Copy the rows from the first line through the line containing "x=870 y=569", inclusive, with the requests unchanged and every x and y coordinate in the answers shifted up by 48.

-- BEGIN STORED ROWS --

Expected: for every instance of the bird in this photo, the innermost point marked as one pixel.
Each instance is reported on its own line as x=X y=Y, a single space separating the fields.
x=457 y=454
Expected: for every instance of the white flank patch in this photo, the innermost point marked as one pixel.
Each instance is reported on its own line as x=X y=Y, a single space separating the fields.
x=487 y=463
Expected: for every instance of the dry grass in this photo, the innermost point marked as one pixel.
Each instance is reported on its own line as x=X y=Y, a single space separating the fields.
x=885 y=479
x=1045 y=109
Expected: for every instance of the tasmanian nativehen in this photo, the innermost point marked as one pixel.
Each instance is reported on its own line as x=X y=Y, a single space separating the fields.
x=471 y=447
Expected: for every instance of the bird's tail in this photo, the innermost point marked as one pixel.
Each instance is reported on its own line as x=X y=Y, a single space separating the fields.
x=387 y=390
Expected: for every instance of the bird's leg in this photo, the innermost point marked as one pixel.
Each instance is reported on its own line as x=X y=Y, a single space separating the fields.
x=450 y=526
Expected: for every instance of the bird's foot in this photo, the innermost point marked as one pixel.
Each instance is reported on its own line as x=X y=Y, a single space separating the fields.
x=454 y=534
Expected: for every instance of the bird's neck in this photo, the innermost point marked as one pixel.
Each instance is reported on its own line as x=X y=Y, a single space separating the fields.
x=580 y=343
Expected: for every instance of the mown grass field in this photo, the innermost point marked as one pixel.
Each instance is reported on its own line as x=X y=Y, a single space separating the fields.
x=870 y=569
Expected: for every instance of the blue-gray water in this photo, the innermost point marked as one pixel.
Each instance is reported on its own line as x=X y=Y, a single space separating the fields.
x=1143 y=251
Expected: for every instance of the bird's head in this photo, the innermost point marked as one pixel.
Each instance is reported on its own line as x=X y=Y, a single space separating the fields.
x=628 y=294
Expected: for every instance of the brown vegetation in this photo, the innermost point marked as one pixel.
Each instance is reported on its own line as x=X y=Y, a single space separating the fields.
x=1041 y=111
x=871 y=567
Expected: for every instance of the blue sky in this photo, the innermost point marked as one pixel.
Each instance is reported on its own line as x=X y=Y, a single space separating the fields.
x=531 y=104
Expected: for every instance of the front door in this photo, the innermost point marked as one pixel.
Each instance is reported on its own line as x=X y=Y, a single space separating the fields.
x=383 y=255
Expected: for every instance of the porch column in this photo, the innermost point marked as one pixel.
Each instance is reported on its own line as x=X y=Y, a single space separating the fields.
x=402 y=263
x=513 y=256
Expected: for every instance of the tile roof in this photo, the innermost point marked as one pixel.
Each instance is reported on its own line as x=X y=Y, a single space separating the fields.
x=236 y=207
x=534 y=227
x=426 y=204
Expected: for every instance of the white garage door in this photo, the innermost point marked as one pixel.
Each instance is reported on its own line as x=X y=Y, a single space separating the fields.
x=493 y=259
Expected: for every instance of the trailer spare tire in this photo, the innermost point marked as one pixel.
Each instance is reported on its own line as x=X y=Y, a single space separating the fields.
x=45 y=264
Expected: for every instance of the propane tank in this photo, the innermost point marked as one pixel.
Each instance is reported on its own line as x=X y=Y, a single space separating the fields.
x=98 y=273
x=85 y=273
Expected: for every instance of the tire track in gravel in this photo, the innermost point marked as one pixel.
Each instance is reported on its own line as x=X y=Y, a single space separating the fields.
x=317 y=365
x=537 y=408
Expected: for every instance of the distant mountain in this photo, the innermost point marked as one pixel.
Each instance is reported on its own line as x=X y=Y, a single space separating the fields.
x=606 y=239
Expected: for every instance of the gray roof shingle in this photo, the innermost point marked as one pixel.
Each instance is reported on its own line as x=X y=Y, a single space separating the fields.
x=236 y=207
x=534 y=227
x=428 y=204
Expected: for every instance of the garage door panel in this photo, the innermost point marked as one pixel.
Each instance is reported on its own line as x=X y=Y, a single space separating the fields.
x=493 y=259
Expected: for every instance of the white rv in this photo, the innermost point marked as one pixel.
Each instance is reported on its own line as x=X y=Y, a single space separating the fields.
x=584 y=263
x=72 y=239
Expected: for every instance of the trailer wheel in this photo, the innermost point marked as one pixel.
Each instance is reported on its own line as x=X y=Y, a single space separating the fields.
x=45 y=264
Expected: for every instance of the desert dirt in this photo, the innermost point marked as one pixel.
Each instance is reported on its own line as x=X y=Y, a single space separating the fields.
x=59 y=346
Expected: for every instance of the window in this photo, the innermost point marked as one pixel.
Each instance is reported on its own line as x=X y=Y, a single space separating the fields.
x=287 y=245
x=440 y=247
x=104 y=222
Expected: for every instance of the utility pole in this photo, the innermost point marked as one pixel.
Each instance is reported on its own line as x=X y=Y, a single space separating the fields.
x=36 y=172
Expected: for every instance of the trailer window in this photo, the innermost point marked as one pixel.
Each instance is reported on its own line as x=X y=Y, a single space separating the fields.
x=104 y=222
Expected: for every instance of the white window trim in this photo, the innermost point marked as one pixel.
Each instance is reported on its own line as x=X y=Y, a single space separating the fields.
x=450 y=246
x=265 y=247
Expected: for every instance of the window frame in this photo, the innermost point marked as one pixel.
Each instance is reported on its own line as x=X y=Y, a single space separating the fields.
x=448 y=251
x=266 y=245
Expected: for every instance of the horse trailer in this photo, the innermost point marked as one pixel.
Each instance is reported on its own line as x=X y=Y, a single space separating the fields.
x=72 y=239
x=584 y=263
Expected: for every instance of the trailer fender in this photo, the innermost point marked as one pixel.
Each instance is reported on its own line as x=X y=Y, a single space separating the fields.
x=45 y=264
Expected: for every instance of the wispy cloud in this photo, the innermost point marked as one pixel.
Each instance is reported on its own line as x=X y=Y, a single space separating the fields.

-- END STORED ROWS --

- _EXPECTED OUTPUT_
Expected: for every instance of the bird in this photo, the innermost point marked as one pixel.
Each instance is reported on its own line as x=X y=Y, a single space separating the fields.
x=505 y=502
Expected: for every instance of the white flank patch in this photo, the innermost point marked as one pixel.
Each instance is reported on its own line as x=X y=Y, a single space separating the fields.
x=535 y=511
Expected: for every instance of the dry grass in this photo, the innermost point marked as one pixel.
Each instance is reported on its own line as x=X y=Y, a single space separating the fields.
x=933 y=527
x=1093 y=157
Expected: for every instance of the tasmanian nativehen in this photo, the innermost point marked as one pixel.
Each instance is reported on its own line as x=X y=Y, a single space separating the fields.
x=519 y=495
Expected: for every instance of the bird's tail in this photo, the innermost point marked as one pixel.
Each instance is reported on its own line as x=X y=Y, a single space separating the fields.
x=435 y=438
Expected: for every instance of the bird's leg in this photo, the innermost point marked as one pixel.
Each instance is reported on its own line as x=X y=Y, a single space separating the fields.
x=498 y=574
Expected: for every instance of the bird's foot in this photo, the innermost point marked as one pixel.
Each instance is reported on its own line as x=X y=Y, a single space separating the fields.
x=502 y=582
Expected: for every instance of the bird's neck in this photo, the innermost point marked as one pixel.
Each instance is reported on its own line as x=X y=Y, a single space separating the fields.
x=628 y=391
Expected: for every instance of the mown grass field in this photo, the innermost point marked as one pixel.
Each instance is reported on its own line as x=X y=Y, a single space separating the fields.
x=918 y=617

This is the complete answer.